• [WHAT TO DO]:
Find the line containing "[locate] wire cable". Reproduce it and every line after it up to the end of the records, exactly as written.

=== Section Start ===

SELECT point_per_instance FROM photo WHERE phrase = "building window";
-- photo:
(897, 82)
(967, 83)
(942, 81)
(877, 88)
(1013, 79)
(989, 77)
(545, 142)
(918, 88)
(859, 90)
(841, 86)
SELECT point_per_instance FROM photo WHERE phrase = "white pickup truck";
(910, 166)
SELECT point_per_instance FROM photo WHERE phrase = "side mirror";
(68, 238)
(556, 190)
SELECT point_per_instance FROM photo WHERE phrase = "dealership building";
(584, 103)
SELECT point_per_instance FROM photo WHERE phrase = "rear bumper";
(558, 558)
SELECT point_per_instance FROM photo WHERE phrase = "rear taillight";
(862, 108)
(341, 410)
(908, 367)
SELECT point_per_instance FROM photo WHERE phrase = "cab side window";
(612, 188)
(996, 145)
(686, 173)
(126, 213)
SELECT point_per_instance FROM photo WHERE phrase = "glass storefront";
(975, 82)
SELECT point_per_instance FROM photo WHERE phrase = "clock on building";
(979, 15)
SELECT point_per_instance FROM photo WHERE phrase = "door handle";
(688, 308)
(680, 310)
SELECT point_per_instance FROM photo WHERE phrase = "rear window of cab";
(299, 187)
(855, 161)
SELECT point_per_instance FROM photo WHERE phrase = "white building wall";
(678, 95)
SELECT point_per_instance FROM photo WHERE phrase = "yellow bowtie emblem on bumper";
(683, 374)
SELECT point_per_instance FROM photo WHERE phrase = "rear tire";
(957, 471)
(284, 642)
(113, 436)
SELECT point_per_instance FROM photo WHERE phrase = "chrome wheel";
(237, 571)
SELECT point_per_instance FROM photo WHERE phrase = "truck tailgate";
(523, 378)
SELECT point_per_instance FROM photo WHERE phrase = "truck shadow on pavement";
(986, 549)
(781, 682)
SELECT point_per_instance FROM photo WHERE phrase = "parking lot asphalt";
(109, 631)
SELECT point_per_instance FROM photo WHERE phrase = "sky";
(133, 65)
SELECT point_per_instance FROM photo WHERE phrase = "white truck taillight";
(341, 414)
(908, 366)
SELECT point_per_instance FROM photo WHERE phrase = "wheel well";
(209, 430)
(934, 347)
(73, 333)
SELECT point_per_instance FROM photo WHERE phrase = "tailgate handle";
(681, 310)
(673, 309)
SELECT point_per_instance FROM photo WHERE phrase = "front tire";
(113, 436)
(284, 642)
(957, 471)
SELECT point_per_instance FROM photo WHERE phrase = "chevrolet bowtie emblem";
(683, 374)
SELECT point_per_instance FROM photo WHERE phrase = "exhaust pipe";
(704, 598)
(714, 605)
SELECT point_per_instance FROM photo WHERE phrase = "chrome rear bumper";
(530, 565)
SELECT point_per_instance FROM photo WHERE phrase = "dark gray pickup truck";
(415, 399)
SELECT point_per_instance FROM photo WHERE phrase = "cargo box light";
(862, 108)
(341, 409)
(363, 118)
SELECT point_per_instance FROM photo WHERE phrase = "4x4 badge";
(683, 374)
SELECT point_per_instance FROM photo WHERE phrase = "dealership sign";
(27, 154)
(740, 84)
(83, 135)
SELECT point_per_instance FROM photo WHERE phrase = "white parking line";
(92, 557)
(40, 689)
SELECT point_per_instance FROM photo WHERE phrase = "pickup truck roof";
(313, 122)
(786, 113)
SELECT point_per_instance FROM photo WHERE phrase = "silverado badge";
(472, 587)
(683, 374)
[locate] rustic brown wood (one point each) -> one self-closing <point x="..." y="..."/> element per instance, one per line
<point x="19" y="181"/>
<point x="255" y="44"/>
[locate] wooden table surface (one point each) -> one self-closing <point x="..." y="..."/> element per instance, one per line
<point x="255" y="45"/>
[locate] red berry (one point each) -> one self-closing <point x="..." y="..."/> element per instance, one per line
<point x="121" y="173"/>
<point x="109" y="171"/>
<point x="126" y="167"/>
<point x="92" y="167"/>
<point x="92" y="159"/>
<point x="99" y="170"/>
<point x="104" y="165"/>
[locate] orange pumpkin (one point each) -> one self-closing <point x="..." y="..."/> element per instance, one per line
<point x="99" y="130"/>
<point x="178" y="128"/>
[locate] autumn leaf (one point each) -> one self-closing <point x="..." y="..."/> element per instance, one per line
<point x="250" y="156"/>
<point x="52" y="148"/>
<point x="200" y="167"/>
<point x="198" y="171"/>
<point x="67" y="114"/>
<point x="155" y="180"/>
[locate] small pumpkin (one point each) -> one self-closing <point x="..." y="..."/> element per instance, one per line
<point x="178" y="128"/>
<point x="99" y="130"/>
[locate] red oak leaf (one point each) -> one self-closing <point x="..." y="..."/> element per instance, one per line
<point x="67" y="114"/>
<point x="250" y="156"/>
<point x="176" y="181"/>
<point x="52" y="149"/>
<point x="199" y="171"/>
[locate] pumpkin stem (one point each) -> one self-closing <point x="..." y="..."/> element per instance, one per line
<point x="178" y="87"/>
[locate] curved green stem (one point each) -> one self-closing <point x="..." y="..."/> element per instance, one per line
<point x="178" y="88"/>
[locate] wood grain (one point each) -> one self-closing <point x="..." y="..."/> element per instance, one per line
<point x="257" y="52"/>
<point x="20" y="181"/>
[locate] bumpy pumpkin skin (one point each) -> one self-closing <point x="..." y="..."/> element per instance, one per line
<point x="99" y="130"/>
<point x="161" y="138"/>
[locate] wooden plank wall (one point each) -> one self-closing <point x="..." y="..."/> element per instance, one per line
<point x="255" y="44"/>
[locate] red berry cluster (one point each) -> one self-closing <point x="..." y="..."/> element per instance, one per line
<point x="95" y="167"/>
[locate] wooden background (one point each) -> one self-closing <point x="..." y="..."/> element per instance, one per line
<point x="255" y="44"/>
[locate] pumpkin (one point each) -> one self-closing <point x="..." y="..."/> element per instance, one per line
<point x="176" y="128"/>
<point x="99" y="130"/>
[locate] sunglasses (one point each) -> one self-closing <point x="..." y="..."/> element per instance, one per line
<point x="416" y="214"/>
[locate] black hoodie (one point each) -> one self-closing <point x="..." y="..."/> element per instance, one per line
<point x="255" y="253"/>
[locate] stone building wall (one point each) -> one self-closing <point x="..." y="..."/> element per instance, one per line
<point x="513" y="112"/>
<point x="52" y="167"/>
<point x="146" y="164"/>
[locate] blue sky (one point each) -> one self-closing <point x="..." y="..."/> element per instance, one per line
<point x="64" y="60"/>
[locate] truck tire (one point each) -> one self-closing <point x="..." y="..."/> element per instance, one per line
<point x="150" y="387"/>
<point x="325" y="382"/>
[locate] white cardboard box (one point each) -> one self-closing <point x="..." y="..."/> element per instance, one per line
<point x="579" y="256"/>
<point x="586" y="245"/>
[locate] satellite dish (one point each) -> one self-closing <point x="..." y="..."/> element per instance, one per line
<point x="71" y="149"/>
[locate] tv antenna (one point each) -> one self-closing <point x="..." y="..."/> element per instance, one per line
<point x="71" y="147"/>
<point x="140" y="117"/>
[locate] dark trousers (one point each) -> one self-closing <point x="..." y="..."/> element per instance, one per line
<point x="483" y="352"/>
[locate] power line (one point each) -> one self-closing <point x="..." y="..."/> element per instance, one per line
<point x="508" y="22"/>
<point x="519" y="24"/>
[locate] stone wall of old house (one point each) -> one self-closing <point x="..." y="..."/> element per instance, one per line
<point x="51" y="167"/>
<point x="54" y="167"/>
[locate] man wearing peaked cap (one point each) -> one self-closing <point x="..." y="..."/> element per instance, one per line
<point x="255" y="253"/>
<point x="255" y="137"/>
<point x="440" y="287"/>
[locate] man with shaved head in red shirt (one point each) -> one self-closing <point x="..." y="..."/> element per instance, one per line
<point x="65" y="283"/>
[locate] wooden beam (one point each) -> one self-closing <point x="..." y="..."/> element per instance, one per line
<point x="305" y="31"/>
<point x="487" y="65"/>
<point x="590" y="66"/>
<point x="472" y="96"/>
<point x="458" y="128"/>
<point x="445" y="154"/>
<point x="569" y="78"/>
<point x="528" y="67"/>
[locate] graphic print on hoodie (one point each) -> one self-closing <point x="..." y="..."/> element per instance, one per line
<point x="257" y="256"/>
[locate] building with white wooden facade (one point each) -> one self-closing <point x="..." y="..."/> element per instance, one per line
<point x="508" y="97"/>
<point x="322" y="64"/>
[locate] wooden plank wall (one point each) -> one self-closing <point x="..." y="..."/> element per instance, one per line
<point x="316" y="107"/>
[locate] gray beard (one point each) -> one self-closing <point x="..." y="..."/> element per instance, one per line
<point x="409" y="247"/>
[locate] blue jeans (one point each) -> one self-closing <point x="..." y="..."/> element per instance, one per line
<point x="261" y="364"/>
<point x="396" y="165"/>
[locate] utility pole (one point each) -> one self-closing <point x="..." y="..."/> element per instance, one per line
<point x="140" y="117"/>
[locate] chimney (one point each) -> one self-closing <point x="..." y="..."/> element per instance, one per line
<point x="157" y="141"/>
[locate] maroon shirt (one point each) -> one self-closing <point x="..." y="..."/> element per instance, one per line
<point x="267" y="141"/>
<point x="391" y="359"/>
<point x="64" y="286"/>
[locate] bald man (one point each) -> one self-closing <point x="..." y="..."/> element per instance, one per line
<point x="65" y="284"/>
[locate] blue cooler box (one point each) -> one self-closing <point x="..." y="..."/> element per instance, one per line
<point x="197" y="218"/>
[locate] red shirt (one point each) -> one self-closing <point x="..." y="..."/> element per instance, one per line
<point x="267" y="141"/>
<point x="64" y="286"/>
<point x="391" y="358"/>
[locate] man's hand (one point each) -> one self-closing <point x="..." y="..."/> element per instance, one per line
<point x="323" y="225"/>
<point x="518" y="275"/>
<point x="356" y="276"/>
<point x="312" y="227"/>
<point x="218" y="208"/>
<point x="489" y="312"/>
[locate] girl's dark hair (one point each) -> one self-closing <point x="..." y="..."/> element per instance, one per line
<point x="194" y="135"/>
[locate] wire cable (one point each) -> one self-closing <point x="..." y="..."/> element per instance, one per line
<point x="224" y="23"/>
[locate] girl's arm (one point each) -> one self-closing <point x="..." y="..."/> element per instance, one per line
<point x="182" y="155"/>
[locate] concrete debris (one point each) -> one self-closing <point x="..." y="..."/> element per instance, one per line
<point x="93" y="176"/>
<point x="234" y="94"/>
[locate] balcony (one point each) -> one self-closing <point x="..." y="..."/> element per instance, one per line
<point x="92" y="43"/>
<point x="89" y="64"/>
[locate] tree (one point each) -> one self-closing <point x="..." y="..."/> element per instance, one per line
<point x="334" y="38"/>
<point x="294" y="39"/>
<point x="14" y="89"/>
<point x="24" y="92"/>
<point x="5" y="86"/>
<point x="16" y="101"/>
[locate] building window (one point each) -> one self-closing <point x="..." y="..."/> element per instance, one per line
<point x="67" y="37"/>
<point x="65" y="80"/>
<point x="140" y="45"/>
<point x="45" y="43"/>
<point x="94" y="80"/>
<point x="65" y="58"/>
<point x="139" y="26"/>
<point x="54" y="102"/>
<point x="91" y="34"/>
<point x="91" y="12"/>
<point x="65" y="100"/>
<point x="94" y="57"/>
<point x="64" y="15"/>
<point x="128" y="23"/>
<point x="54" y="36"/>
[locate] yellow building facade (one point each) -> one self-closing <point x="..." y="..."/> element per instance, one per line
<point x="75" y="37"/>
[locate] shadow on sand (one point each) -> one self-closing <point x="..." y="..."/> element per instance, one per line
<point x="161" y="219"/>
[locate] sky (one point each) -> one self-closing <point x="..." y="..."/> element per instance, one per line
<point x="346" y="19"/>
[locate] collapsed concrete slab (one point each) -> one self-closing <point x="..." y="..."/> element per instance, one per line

=== Section End ===

• [EXERCISE RESPONSE]:
[locate] wire cable (one point each) -> one self-closing <point x="..." y="..."/> element per instance, one per line
<point x="224" y="23"/>
[locate] girl's arm (one point each) -> one self-closing <point x="..." y="..."/> element per instance, one per line
<point x="182" y="155"/>
[locate] concrete debris (one point each) -> one self-closing <point x="..." y="..."/> element per instance, one per line
<point x="93" y="176"/>
<point x="234" y="94"/>
[locate] balcony (one point each) -> one self-closing <point x="..." y="..."/> element per instance, one per line
<point x="92" y="43"/>
<point x="89" y="64"/>
[locate] tree (one point each) -> one self-closing <point x="..." y="..."/> element per instance, one per line
<point x="334" y="38"/>
<point x="294" y="39"/>
<point x="14" y="89"/>
<point x="24" y="92"/>
<point x="5" y="86"/>
<point x="16" y="101"/>
[locate] building window (one point each) -> one self-closing <point x="..." y="..."/> element per instance, one per line
<point x="67" y="37"/>
<point x="65" y="80"/>
<point x="140" y="45"/>
<point x="45" y="43"/>
<point x="94" y="80"/>
<point x="65" y="58"/>
<point x="139" y="26"/>
<point x="54" y="102"/>
<point x="91" y="34"/>
<point x="91" y="12"/>
<point x="65" y="100"/>
<point x="94" y="57"/>
<point x="64" y="15"/>
<point x="128" y="23"/>
<point x="54" y="36"/>
[locate] yellow building facade (one point each) -> one self-closing <point x="..." y="..."/> element per instance, one per line
<point x="75" y="37"/>
[locate] shadow on sand (one point each) -> one self-closing <point x="..." y="..."/> element per instance, one per line
<point x="161" y="219"/>
[locate] sky (one point each) -> one self-closing <point x="..." y="..."/> element per instance, one per line
<point x="346" y="19"/>
[locate] collapsed concrete slab (one point each) -> one self-closing <point x="..." y="..."/> element per instance, one per line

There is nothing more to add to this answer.